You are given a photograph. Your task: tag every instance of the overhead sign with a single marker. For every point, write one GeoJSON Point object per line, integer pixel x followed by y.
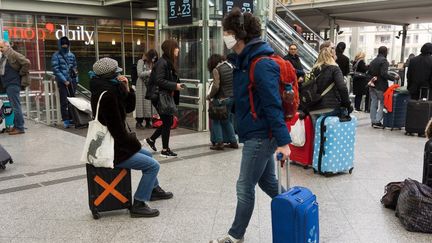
{"type": "Point", "coordinates": [246, 6]}
{"type": "Point", "coordinates": [179, 12]}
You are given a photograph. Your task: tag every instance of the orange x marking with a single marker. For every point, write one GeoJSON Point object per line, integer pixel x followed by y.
{"type": "Point", "coordinates": [110, 189]}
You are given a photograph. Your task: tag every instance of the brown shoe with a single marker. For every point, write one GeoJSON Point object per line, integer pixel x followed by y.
{"type": "Point", "coordinates": [15, 131]}
{"type": "Point", "coordinates": [231, 145]}
{"type": "Point", "coordinates": [218, 146]}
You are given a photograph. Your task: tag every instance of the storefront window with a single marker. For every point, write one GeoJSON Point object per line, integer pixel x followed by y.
{"type": "Point", "coordinates": [22, 35]}
{"type": "Point", "coordinates": [82, 34]}
{"type": "Point", "coordinates": [110, 39]}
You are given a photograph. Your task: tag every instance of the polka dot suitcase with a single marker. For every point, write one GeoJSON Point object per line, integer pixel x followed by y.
{"type": "Point", "coordinates": [334, 144]}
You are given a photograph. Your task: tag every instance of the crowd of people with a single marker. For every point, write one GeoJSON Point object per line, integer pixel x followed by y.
{"type": "Point", "coordinates": [157, 91]}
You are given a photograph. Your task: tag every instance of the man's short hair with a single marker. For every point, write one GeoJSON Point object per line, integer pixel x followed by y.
{"type": "Point", "coordinates": [244, 25]}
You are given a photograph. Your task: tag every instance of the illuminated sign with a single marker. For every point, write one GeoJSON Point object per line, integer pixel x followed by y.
{"type": "Point", "coordinates": [179, 12]}
{"type": "Point", "coordinates": [79, 34]}
{"type": "Point", "coordinates": [246, 6]}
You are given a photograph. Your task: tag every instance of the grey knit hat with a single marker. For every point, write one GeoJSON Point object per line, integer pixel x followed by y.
{"type": "Point", "coordinates": [105, 66]}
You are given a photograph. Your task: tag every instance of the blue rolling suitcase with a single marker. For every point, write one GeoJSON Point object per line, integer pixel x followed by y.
{"type": "Point", "coordinates": [295, 216]}
{"type": "Point", "coordinates": [334, 144]}
{"type": "Point", "coordinates": [396, 118]}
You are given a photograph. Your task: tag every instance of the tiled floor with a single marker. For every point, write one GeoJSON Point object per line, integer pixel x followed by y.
{"type": "Point", "coordinates": [44, 193]}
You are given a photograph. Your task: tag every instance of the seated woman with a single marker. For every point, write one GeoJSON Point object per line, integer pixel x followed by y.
{"type": "Point", "coordinates": [113, 107]}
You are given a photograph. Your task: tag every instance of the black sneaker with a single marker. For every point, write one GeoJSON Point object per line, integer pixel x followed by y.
{"type": "Point", "coordinates": [142, 210]}
{"type": "Point", "coordinates": [159, 194]}
{"type": "Point", "coordinates": [151, 144]}
{"type": "Point", "coordinates": [168, 153]}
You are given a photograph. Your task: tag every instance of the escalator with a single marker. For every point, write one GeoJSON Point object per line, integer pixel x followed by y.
{"type": "Point", "coordinates": [280, 34]}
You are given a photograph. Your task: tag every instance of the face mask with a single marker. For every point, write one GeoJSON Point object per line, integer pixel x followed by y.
{"type": "Point", "coordinates": [230, 41]}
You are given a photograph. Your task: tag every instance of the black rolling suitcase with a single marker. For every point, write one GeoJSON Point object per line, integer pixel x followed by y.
{"type": "Point", "coordinates": [109, 189]}
{"type": "Point", "coordinates": [418, 114]}
{"type": "Point", "coordinates": [396, 118]}
{"type": "Point", "coordinates": [5, 158]}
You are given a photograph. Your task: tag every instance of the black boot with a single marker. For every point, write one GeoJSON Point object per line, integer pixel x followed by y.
{"type": "Point", "coordinates": [159, 194]}
{"type": "Point", "coordinates": [141, 209]}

# WHAT THE TASK REQUIRES:
Do not include images; quote all of the entries above exactly.

# RESULT OF THIS EXERCISE:
You are given a photograph. Your task: tag every instance of the overhead sign with a single marker. For every point, write one GeoJSON Point object per line, integer pixel x followed by y.
{"type": "Point", "coordinates": [246, 6]}
{"type": "Point", "coordinates": [179, 12]}
You are given a photograph. Your task: tag every instance of the orange x marking with a single marker. For every point, write one GeoJSON Point object per line, integer pixel x followed by y.
{"type": "Point", "coordinates": [110, 189]}
You are given a photograph. Your task: tag every instance of the brown shoe with a single marker. For every point, write one GeoJSON Point object per line, integer pixel x followed by y.
{"type": "Point", "coordinates": [15, 131]}
{"type": "Point", "coordinates": [231, 145]}
{"type": "Point", "coordinates": [218, 146]}
You are given a photograph. Your task: tag every instance of the storefront window with a single marker. For every point, write one GeoJSON Point object per line, integer pixel x followed by y.
{"type": "Point", "coordinates": [22, 35]}
{"type": "Point", "coordinates": [82, 34]}
{"type": "Point", "coordinates": [110, 39]}
You are given a photograph. Your task: tag every instance of the polka dot suitcase with a single marker. For every point, write one GeoJSON Point object per line, integer pixel x followed by y.
{"type": "Point", "coordinates": [334, 144]}
You are given a photograph. Your task: tag every instance of the crowd of people with a single marker. For every point, write one GeoJSON Point object per line, integer pixel x followed by y.
{"type": "Point", "coordinates": [157, 91]}
You are given a photograph. Your task: tag every instance of the man's short hair with a single marker. For every point, write one GeoJSON Point object per line, integer pixel x followed by y.
{"type": "Point", "coordinates": [244, 25]}
You are given a photograph. Your task: tag every instance of the illuminated sign with a single marker. For every point, write one GeoJSON Point object per line, integer pixel x followed by y.
{"type": "Point", "coordinates": [179, 12]}
{"type": "Point", "coordinates": [79, 34]}
{"type": "Point", "coordinates": [246, 6]}
You are given a photograph. Your task: tag every instance of the grey knit hat with a single marker. For every point, write one GeoJSON Point object per line, integer pixel x followed by y.
{"type": "Point", "coordinates": [105, 66]}
You are given a photograph. Your task: tag every instance of the blue rolling suitcase with a single marker. For every point, write one GeoJSON Point object per line, integer pixel x followed by y.
{"type": "Point", "coordinates": [295, 216]}
{"type": "Point", "coordinates": [334, 144]}
{"type": "Point", "coordinates": [396, 118]}
You are given a photograph. Your task: tag every instance of the tiled floor with a single marker. For every point, write one GeoJSON Point object per line, integer pixel x followed by y.
{"type": "Point", "coordinates": [44, 193]}
You are given a photograph. Your task: tag every instance of the seated woman with a single marker. For every point, write one GeoJSON Point object per line, integer pixel x followed by y.
{"type": "Point", "coordinates": [113, 107]}
You are given a photograph. Your task: tag every instance of the black sneaker with a single marker. For every point, write one GeoJSON Point object per line, integer pixel x followed by y.
{"type": "Point", "coordinates": [142, 210]}
{"type": "Point", "coordinates": [159, 194]}
{"type": "Point", "coordinates": [151, 144]}
{"type": "Point", "coordinates": [168, 153]}
You are given a photograph. Your task: tag every instance of the escalator with a single marker. For every point, write one GeoJSON Point object per line, integer pixel x followed by y.
{"type": "Point", "coordinates": [280, 34]}
You are given a photograph. Your task: tag every instance of the face mask with a single marker. For every point, write one GeoJSON Point object per line, integer pixel x followed by y.
{"type": "Point", "coordinates": [230, 41]}
You are given a photograph. Your task: tag every instance of the black rolling suitcase with a single marker. For every point, write one GeoJSON Point object per line, integer pixel x followed by y.
{"type": "Point", "coordinates": [109, 189]}
{"type": "Point", "coordinates": [418, 114]}
{"type": "Point", "coordinates": [396, 118]}
{"type": "Point", "coordinates": [5, 158]}
You are given a photograph. Your task: tag every instance of the black boot with a single marker. For every point, write one GeoJSON Point object per line, integer pixel x followed by y.
{"type": "Point", "coordinates": [159, 194]}
{"type": "Point", "coordinates": [141, 209]}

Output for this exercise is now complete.